▶ **REQUIRED ACTION 1**:
Reproduce the passage on fasting from "The scriptures teach" up to and including "wasn’t in a wheelchair.", keeping every word and punctuation mark unchanged.
▶ **REQUIRED ACTION 2**:
Extend the passage on fasting and a son in a wheelchair, beginning right after its final sentence.

▶ **STUDY TEXT**:
::::::

The scriptures teach us that fasting brings forth blessings. When his disciples tried to cast an evil spirit out of a boy and couldn’t, and then the Savior could, they asked why. His reply, “Howbeit this kind goeth not out but by prayer and fasting.” (Matthew 17:21) I know the power of prayer and fasting. How could I forget it? I’ve felt its influence many times in my life, both in tangible and intangible ways.
It makes sense that when bearing testimony on Fast Sunday, fasting would be mentioned. Anyway, I was just sitting there, enjoying the meeting, when one comment hit me, hard. A wonderful woman was talking about the blessings she’s seen and mentioned that it was through the power of the fast that her daughter wasn’t in a wheelchair.
“Wait a minute.” my soul cried. “My son IS in a wheelchair.” And the Spirit gently whispered, “Yes, he is. He is in a wheelchair, right here, beside you, happy and smiling.” And I began to be taught.
Each of our trials is custom-made for us. Mine are different than someone else’s. For a moment, I felt just a tiny bit of the anguish I’ve heard from “angel” moms. Just because our miracle is still alive and we give God the glory, does that mean that their angel was any less of a miracle, or that God loved them less? No, most certainly not. I think, at least for me, the miracle is feeling of God’s love. I don’t know why some have to die and others get to live.

::::::

▶ **EXERCISE DATA**:
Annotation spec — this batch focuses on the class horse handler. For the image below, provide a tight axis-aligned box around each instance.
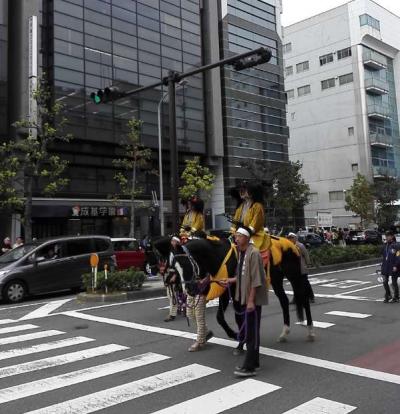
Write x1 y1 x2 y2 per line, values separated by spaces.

::::::

▶ **YOUR RESPONSE 1**:
The scriptures teach us that fasting brings forth blessings. When his disciples tried to cast an evil spirit out of a boy and couldn’t, and then the Savior could, they asked why. His reply, “Howbeit this kind goeth not out but by prayer and fasting.” (Matthew 17:21) I know the power of prayer and fasting. How could I forget it? I’ve felt its influence many times in my life, both in tangible and intangible ways.
It makes sense that when bearing testimony on Fast Sunday, fasting would be mentioned. Anyway, I was just sitting there, enjoying the meeting, when one comment hit me, hard. A wonderful woman was talking about the blessings she’s seen and mentioned that it was through the power of the fast that her daughter wasn’t in a wheelchair.

▶ **YOUR RESPONSE 2**:
I don’t know why Aaron struggles so much and has chosen (because I believe he chose this life) to fight so hard. I just know that when I’m with him, when he smiles at me, I see God’s love shining through those eyes. If being a Christian means taking upon ourselves the attributes of Christ, then Aaron is the best Christian I have ever been blessed to know. He loves, unconditionally, just like my Savior. He forgives and he works hard and he suffers, innocently, just like Christ did.
Others bore testimony, and it seemed that a few spoke about trials and how the knowledge that God was there for them in their struggles helped them. Then right at the end, the very last speaker bore a powerful testimony of the Savior, and of His resurrection. He spoke of attending a colleague’s funeral yesterday, and the struggle that was. Then he concluded with the wonderful words of Jesus Himself.
“I am the resurrection, and the life: he that believeth in me, though he were dead, yet shall he live.“ (John 11:25)
I couldn’t hold back the tears, but they were tears of thanksgiving and gratitude. Doctors routinely label Trisomy-18 babies “incompatible with life.” We have found that our son is not only compatible with life . . . he is compatible with joy!
I know my Savior loves me. I know He loves Aaron. This life is not all there is, and we will be together again when it is over. I will hold him and love him. He will have a perfect body, one that breathes and eats and laughs and runs. One that won’t need machines and medicine to help him live. One that will let him speak the words of his heart and hear my voice.